Required task – Repeat exactly the lines below, from the line containing "Where can you see the pink" through the last line, both included. Leave out any pictures.

--- Listing ---

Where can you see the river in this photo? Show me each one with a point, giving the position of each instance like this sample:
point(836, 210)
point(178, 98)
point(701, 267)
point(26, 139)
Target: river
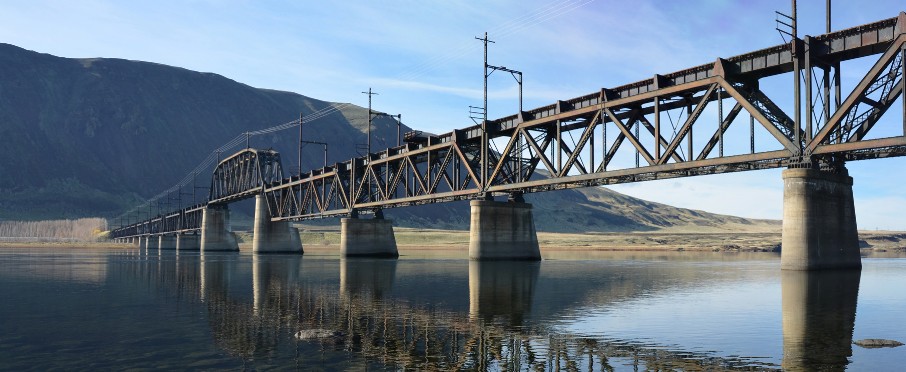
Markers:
point(103, 309)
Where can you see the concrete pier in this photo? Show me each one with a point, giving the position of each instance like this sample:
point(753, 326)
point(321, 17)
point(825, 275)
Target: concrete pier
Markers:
point(819, 221)
point(188, 242)
point(367, 238)
point(215, 230)
point(166, 242)
point(273, 237)
point(502, 231)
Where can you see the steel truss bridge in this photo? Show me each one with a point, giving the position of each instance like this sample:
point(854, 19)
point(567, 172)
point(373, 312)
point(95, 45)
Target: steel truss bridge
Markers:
point(573, 143)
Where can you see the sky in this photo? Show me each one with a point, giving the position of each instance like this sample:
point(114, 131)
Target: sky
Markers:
point(423, 60)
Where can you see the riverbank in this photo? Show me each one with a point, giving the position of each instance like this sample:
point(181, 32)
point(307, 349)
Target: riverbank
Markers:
point(326, 239)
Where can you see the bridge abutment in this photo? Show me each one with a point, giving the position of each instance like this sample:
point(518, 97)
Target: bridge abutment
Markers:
point(367, 238)
point(502, 231)
point(273, 237)
point(819, 221)
point(215, 230)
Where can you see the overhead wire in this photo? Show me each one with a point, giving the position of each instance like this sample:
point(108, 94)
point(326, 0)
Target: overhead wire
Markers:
point(505, 29)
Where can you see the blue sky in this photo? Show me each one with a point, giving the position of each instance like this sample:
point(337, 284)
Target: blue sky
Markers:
point(422, 59)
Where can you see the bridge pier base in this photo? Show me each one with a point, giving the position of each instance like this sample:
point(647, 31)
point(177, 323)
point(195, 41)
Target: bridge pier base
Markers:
point(367, 238)
point(273, 237)
point(188, 242)
point(166, 242)
point(819, 221)
point(502, 231)
point(215, 230)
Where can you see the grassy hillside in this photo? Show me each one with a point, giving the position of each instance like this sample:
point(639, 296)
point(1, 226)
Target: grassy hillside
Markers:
point(95, 137)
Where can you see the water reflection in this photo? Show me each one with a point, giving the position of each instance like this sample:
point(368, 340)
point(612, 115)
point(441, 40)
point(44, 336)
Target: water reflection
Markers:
point(366, 277)
point(502, 290)
point(819, 313)
point(483, 315)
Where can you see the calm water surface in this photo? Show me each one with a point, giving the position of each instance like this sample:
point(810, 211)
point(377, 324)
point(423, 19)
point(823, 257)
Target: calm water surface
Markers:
point(112, 310)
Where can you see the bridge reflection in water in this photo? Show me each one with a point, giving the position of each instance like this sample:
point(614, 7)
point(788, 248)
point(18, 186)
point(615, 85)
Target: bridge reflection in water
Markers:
point(390, 313)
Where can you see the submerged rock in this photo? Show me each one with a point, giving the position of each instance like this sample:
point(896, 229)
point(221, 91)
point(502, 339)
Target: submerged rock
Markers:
point(871, 343)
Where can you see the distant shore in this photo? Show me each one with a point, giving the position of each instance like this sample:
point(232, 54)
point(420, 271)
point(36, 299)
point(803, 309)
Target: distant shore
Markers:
point(327, 239)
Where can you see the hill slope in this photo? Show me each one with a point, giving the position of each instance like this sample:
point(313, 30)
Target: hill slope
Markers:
point(90, 137)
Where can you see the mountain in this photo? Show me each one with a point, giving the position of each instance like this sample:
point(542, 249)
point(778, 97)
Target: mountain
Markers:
point(97, 136)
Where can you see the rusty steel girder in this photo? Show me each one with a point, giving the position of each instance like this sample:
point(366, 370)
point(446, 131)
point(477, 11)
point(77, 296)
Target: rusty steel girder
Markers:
point(573, 143)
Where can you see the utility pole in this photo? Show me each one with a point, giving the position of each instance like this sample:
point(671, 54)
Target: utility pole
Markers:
point(369, 93)
point(399, 123)
point(300, 144)
point(484, 121)
point(797, 95)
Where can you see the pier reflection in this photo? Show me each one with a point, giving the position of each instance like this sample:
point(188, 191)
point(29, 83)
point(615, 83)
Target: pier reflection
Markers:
point(367, 278)
point(819, 313)
point(502, 291)
point(382, 313)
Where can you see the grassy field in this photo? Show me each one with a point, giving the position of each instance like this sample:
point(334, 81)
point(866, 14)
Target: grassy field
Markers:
point(328, 240)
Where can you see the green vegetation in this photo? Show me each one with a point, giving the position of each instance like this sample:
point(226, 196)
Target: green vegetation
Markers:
point(77, 230)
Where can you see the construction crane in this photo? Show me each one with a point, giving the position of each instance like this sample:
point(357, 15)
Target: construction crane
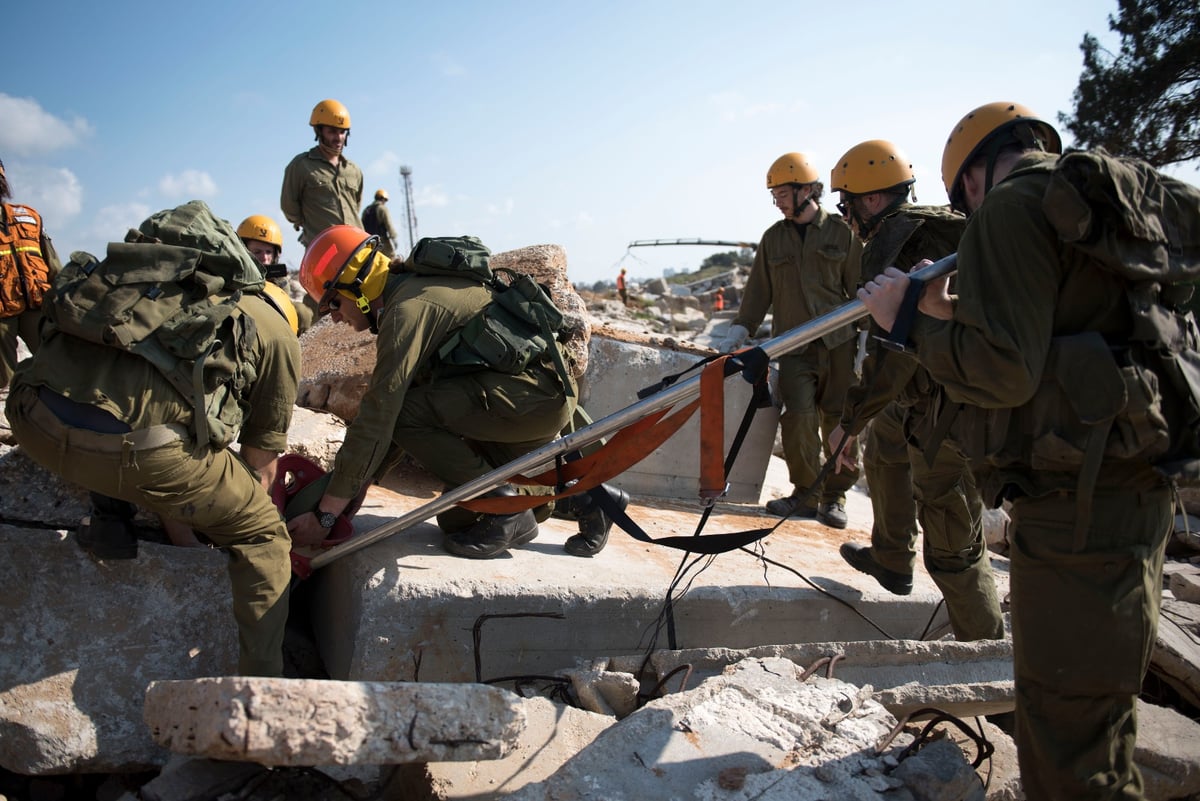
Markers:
point(652, 242)
point(406, 176)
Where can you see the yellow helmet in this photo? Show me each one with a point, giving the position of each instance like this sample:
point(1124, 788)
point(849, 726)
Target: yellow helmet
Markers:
point(869, 167)
point(331, 113)
point(978, 126)
point(277, 296)
point(262, 228)
point(345, 259)
point(791, 168)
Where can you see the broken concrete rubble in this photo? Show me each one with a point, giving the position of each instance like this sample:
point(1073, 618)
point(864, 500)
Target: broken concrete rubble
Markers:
point(311, 722)
point(743, 735)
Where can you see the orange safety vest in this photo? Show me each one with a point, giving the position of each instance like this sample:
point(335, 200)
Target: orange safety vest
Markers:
point(24, 273)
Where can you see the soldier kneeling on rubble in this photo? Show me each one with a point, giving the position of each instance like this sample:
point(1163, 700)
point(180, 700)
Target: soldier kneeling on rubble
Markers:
point(90, 408)
point(457, 425)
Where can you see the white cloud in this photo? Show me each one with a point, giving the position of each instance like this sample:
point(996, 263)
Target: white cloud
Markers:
point(54, 191)
point(732, 106)
point(431, 196)
point(448, 66)
point(191, 182)
point(384, 169)
point(112, 222)
point(29, 130)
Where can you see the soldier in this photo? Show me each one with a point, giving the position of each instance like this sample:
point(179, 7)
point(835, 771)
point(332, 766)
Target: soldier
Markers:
point(321, 186)
point(111, 421)
point(903, 404)
point(459, 426)
point(1089, 528)
point(28, 265)
point(264, 240)
point(807, 264)
point(377, 222)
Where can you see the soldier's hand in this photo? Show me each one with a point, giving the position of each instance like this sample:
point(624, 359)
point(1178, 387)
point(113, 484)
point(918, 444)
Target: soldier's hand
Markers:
point(306, 530)
point(882, 296)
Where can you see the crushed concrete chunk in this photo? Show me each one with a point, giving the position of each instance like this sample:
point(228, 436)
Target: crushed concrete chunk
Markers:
point(312, 722)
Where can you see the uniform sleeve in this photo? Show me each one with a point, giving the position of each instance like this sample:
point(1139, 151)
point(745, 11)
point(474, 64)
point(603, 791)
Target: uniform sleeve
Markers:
point(52, 257)
point(408, 338)
point(756, 295)
point(994, 350)
point(885, 375)
point(292, 192)
point(273, 396)
point(385, 217)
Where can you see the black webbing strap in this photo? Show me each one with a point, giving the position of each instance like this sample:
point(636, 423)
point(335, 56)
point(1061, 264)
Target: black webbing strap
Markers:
point(898, 338)
point(753, 365)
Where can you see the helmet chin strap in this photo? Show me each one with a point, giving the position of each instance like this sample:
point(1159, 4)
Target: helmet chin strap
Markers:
point(355, 285)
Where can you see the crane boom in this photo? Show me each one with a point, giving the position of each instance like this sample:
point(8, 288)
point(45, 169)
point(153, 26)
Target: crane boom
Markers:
point(652, 242)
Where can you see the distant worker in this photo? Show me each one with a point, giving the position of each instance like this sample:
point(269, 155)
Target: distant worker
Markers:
point(807, 265)
point(377, 222)
point(264, 240)
point(28, 265)
point(904, 404)
point(457, 425)
point(321, 186)
point(125, 428)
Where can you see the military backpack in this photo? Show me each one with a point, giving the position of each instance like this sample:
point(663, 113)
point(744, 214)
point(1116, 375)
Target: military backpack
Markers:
point(169, 294)
point(1144, 227)
point(520, 326)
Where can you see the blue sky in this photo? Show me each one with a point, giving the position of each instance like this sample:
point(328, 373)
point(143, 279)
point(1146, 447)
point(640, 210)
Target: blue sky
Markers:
point(585, 125)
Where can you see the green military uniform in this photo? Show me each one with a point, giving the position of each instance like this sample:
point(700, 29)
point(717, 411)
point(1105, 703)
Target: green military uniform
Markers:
point(459, 427)
point(948, 501)
point(150, 457)
point(304, 305)
point(317, 194)
point(377, 221)
point(1086, 571)
point(802, 272)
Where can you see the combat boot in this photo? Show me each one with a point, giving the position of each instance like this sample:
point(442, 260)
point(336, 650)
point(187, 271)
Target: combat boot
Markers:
point(594, 523)
point(493, 534)
point(108, 531)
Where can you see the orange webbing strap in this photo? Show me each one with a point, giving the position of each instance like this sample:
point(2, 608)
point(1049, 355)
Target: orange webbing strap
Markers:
point(712, 429)
point(627, 447)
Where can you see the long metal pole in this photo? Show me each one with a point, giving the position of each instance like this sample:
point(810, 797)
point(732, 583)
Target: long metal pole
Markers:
point(684, 390)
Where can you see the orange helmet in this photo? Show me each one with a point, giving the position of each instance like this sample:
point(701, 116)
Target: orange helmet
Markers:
point(345, 259)
point(791, 168)
point(262, 228)
point(979, 126)
point(277, 297)
point(871, 166)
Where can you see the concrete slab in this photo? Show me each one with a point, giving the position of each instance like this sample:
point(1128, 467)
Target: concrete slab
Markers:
point(405, 610)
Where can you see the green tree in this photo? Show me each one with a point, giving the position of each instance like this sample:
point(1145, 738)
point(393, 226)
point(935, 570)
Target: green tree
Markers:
point(1144, 101)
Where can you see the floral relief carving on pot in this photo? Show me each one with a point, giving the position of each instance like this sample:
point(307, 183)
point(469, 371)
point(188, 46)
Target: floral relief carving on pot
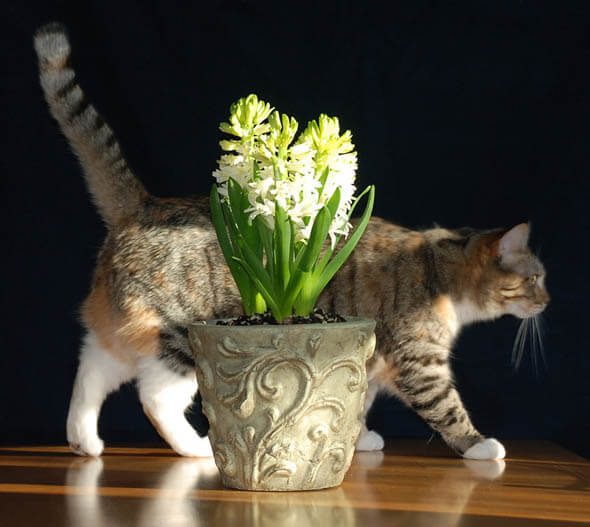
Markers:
point(283, 414)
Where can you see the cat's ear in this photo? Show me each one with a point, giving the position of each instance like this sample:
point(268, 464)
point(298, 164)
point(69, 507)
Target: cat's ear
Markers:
point(514, 241)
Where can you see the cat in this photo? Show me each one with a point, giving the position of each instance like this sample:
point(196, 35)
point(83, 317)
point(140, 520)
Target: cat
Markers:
point(160, 269)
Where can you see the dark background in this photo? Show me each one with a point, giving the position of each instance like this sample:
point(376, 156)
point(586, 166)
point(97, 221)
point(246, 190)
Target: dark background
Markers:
point(463, 113)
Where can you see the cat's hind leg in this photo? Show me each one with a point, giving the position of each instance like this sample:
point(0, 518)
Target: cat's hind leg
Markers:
point(369, 440)
point(167, 385)
point(99, 373)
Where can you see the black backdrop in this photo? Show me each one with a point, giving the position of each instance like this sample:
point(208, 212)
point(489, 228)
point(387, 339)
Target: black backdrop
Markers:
point(471, 113)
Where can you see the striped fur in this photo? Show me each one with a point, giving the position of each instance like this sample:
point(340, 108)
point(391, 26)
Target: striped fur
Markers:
point(160, 268)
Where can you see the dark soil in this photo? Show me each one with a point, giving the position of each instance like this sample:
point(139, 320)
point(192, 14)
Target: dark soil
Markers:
point(318, 316)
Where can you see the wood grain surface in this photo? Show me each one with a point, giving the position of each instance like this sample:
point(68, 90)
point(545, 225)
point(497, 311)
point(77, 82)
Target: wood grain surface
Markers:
point(412, 483)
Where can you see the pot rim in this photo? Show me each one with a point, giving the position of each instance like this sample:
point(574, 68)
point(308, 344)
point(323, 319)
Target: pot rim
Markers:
point(350, 322)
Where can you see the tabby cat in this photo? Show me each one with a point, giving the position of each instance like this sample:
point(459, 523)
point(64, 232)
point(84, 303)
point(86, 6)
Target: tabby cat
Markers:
point(160, 269)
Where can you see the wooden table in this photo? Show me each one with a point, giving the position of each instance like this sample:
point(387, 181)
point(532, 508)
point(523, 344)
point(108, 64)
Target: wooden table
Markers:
point(411, 484)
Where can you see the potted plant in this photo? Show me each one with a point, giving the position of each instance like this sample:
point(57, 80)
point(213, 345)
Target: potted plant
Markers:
point(283, 399)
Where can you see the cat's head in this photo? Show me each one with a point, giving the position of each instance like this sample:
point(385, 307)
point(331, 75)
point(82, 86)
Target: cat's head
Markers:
point(509, 277)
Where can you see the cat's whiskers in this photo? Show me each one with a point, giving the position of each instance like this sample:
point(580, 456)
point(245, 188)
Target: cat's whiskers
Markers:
point(519, 343)
point(531, 330)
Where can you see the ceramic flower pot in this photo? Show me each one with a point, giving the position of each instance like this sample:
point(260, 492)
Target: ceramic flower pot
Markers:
point(283, 402)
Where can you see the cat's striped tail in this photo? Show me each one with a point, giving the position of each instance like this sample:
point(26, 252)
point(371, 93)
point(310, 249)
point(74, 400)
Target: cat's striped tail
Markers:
point(115, 190)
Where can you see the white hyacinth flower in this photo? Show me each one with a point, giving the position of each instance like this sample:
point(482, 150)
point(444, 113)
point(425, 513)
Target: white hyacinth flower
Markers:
point(290, 175)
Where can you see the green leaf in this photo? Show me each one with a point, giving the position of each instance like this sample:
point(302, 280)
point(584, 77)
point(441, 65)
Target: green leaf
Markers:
point(329, 251)
point(331, 269)
point(241, 278)
point(266, 294)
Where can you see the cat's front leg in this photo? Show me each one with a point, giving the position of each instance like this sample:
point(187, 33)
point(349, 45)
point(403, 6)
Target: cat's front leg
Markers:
point(424, 382)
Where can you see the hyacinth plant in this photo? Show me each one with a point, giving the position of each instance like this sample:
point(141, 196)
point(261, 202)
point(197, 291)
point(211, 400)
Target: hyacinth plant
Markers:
point(277, 201)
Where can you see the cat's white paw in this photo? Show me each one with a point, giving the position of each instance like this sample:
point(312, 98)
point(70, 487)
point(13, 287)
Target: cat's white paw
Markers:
point(86, 446)
point(369, 440)
point(195, 447)
point(487, 449)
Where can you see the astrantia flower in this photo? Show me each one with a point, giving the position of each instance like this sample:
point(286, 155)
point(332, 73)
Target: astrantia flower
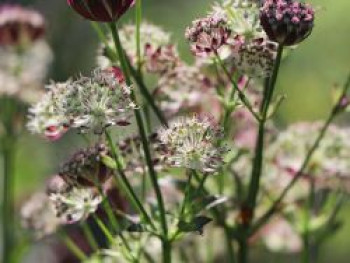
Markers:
point(209, 34)
point(101, 10)
point(76, 204)
point(253, 57)
point(47, 116)
point(22, 73)
point(19, 25)
point(330, 162)
point(182, 89)
point(287, 22)
point(85, 168)
point(38, 215)
point(157, 53)
point(192, 143)
point(89, 103)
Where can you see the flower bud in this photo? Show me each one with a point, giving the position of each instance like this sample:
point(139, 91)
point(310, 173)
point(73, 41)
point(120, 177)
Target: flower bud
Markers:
point(19, 25)
point(287, 22)
point(101, 11)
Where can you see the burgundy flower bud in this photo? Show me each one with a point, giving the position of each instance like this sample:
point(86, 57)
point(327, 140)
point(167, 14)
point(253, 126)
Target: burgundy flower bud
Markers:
point(101, 10)
point(19, 25)
point(287, 22)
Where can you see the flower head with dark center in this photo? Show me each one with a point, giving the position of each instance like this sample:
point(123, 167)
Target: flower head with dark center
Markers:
point(192, 144)
point(287, 22)
point(209, 34)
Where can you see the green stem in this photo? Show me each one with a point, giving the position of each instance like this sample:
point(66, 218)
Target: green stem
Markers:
point(89, 236)
point(166, 245)
point(335, 111)
point(142, 132)
point(126, 184)
point(187, 194)
point(241, 94)
point(242, 250)
point(254, 185)
point(229, 247)
point(259, 149)
point(138, 19)
point(8, 198)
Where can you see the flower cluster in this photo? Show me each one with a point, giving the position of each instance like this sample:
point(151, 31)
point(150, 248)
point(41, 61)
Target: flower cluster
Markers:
point(86, 168)
point(76, 204)
point(328, 165)
point(209, 34)
point(89, 103)
point(287, 22)
point(192, 144)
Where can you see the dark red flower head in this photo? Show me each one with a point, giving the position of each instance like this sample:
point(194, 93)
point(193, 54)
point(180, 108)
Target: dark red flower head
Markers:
point(101, 10)
point(19, 25)
point(287, 22)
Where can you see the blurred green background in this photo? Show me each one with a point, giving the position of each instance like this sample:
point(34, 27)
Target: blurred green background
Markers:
point(307, 77)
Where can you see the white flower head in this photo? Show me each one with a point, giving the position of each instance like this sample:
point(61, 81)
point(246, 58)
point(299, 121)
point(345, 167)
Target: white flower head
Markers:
point(75, 204)
point(89, 103)
point(98, 102)
point(192, 143)
point(330, 162)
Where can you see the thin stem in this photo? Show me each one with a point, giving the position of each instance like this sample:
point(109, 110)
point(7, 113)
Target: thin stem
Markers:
point(111, 54)
point(187, 194)
point(126, 184)
point(89, 236)
point(241, 94)
point(8, 198)
point(166, 245)
point(138, 19)
point(335, 111)
point(142, 132)
point(259, 149)
point(229, 246)
point(73, 247)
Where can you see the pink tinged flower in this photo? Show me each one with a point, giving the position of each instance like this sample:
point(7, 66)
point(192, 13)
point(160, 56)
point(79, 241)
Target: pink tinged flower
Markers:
point(118, 74)
point(101, 10)
point(55, 132)
point(19, 25)
point(287, 22)
point(208, 35)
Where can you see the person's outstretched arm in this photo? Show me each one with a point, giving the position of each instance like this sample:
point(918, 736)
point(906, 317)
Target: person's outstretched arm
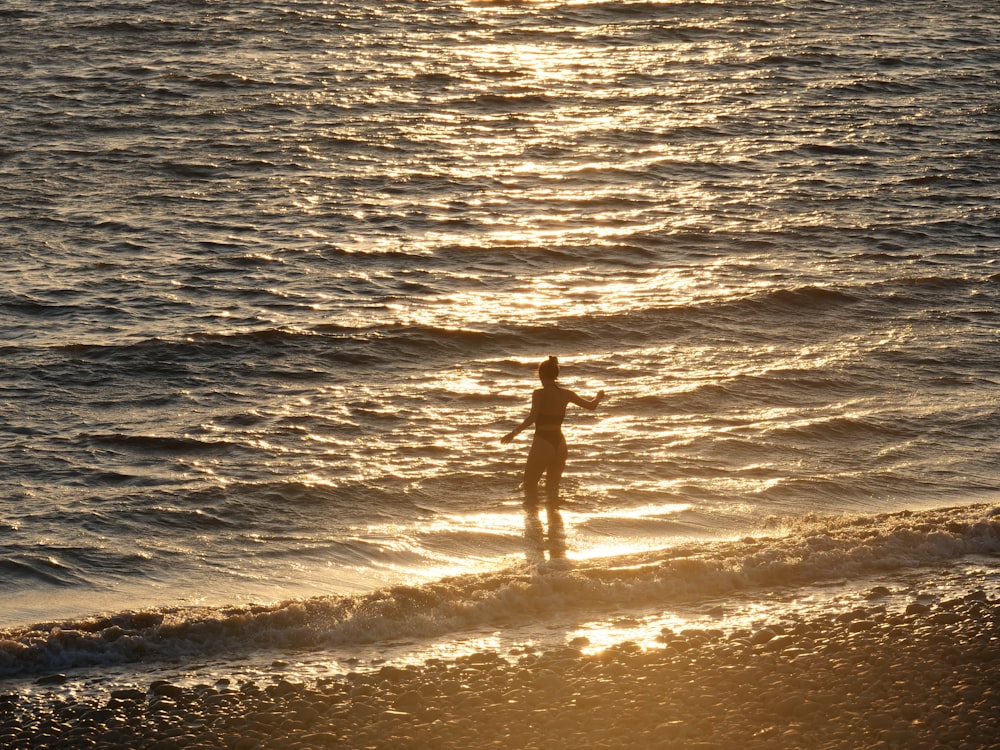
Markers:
point(528, 421)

---

Completed exercise –
Where can you see the pink tinged flower in this photo? Show me each one with a point, giving the position of each instance like this sample:
point(7, 66)
point(192, 13)
point(160, 56)
point(79, 241)
Target: pink tinged flower
Markers:
point(118, 74)
point(101, 10)
point(55, 132)
point(19, 25)
point(287, 22)
point(208, 35)
Where can you see the person's outstretched arm in this photo? Show me each one with a point, giving the position of each instance like this sample:
point(918, 736)
point(906, 317)
Target: person's outstretched arm
Markers:
point(528, 421)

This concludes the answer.